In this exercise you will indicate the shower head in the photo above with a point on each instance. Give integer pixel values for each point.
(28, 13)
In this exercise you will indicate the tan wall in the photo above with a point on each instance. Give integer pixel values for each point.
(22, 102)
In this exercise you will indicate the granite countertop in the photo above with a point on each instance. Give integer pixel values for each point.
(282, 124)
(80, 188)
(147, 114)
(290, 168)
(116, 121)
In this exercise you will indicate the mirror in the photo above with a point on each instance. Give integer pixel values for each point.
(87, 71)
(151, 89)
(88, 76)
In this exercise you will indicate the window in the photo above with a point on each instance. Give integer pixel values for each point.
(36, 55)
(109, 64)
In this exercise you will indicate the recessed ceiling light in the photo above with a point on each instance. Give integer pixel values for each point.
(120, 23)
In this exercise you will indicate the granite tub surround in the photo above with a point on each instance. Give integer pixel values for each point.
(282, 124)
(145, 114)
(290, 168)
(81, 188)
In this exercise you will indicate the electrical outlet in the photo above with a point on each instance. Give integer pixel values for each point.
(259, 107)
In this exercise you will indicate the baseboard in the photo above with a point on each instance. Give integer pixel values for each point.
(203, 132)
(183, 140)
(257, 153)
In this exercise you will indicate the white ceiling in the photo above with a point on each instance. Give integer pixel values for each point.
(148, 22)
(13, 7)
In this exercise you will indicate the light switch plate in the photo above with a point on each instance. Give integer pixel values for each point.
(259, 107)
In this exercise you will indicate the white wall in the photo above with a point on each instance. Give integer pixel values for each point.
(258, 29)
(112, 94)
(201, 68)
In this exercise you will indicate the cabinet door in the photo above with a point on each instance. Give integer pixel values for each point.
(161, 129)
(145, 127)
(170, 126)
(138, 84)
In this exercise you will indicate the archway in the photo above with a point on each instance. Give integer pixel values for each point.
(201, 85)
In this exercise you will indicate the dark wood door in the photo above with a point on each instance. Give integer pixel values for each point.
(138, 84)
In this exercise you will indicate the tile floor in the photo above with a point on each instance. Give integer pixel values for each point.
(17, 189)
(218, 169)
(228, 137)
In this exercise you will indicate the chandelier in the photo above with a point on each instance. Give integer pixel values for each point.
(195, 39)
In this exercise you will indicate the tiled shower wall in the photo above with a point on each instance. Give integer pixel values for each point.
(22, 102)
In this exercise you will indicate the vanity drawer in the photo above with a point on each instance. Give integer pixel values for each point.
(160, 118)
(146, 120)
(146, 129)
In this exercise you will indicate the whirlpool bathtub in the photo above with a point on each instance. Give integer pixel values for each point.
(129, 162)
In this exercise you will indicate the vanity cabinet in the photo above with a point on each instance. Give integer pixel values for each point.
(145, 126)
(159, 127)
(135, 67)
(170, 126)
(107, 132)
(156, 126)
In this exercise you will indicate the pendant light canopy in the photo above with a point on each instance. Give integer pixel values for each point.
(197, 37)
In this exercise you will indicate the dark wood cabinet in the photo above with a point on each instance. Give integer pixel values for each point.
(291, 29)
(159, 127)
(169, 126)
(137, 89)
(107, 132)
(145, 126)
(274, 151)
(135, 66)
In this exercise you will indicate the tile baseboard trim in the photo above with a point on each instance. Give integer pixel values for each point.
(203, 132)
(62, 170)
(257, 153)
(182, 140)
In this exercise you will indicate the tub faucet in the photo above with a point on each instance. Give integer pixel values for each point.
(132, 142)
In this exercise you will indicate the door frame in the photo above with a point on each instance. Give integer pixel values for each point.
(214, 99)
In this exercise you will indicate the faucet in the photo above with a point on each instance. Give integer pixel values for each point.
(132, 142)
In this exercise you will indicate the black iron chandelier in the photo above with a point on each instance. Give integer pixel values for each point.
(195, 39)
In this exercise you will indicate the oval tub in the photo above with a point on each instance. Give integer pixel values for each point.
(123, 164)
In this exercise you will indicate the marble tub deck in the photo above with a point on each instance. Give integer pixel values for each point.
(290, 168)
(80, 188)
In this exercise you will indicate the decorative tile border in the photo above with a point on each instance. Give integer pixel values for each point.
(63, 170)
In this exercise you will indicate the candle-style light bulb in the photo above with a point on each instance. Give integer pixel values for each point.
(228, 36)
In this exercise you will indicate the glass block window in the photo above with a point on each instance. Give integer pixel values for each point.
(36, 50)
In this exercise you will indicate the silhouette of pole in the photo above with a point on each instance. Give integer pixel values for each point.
------------------------------------------------
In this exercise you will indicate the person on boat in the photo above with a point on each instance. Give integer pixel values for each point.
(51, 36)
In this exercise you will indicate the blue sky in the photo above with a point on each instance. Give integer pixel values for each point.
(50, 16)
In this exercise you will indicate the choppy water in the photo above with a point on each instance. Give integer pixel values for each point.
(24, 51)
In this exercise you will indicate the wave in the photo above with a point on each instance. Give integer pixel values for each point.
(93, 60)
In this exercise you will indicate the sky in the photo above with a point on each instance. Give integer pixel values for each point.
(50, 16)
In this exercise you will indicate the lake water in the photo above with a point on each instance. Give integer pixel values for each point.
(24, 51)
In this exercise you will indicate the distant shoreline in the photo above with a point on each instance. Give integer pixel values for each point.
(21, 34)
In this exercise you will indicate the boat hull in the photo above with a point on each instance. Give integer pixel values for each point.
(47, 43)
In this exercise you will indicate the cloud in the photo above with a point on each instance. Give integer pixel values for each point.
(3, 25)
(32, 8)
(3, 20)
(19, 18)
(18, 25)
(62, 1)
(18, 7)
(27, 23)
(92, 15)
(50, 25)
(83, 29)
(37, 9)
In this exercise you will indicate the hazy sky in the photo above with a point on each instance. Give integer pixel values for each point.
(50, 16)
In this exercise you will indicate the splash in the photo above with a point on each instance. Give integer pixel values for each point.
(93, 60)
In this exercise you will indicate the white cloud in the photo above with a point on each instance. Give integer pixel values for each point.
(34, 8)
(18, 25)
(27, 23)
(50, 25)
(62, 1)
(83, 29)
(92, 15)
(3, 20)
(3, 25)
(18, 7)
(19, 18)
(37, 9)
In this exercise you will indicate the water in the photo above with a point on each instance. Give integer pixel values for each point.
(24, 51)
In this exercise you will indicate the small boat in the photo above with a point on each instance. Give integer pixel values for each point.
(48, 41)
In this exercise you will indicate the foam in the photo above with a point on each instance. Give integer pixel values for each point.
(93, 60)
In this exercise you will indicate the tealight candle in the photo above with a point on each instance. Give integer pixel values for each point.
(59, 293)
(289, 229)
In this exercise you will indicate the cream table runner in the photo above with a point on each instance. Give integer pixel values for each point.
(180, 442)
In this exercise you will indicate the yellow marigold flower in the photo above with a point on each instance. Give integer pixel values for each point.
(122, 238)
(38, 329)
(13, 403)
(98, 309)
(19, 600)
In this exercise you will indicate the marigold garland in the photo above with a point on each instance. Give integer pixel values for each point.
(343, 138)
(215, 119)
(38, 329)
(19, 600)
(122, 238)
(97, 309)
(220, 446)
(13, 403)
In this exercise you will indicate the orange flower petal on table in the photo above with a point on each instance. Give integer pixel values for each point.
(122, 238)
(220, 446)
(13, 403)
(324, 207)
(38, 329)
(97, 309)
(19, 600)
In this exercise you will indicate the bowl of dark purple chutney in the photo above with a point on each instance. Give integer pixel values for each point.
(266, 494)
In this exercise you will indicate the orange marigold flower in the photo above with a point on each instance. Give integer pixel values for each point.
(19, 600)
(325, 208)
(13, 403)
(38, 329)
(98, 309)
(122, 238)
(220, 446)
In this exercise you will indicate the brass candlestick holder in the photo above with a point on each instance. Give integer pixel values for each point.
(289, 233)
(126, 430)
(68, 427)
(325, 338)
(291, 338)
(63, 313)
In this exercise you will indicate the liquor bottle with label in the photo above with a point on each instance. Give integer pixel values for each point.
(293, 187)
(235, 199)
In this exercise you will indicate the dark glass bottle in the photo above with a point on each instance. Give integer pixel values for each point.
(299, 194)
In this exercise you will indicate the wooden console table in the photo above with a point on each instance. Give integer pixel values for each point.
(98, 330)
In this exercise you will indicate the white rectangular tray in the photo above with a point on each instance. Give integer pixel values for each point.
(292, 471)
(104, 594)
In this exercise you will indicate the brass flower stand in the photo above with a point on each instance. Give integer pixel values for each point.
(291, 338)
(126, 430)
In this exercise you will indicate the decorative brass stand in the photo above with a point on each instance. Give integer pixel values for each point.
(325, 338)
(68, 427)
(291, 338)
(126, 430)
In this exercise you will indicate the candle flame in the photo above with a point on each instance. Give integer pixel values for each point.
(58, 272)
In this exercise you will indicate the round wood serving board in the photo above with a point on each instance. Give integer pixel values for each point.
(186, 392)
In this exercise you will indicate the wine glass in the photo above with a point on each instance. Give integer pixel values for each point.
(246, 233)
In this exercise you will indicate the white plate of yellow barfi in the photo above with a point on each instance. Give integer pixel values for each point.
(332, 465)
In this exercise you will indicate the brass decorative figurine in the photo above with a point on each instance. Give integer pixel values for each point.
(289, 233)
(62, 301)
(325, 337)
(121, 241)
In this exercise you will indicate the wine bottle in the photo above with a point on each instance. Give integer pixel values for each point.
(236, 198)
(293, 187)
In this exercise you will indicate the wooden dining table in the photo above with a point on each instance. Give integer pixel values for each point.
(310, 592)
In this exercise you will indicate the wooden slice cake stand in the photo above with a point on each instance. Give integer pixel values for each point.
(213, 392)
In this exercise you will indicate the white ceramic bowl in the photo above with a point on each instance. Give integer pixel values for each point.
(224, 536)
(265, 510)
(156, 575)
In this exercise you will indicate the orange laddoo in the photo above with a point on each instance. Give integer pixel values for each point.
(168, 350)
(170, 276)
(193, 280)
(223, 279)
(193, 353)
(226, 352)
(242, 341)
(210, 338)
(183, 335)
------------------------------------------------
**GOAL**
Copy the part of the entries that opens with the line containing "In this exercise you will indicate the marble" and closes with the line containing "In this exercise you will indicate the silhouette". Rename "candle-style" to "flame-shaped" and leave everything else unchanged.

**EXERCISE OUTPUT**
In this exercise you will indicate the marble tub deck in the photo above with a point on each instance. Give integer pixel values for each point.
(290, 168)
(80, 188)
In this exercise you will indicate the decorative tile border in the photo above with a point on each instance. Give integer pixel values for each point.
(63, 170)
In this exercise you will indicate the flame-shaped light bulb in the photo above with a point on each instance. Give integer pixel values for each point.
(228, 36)
In this exercise you will indicate the glass block window in the photo above with a point on each instance. Give integer pixel values for each point.
(36, 50)
In this exercise you will indicate the silhouette of pole in the photo above with a point on each instance. Give integer pixel values for each point.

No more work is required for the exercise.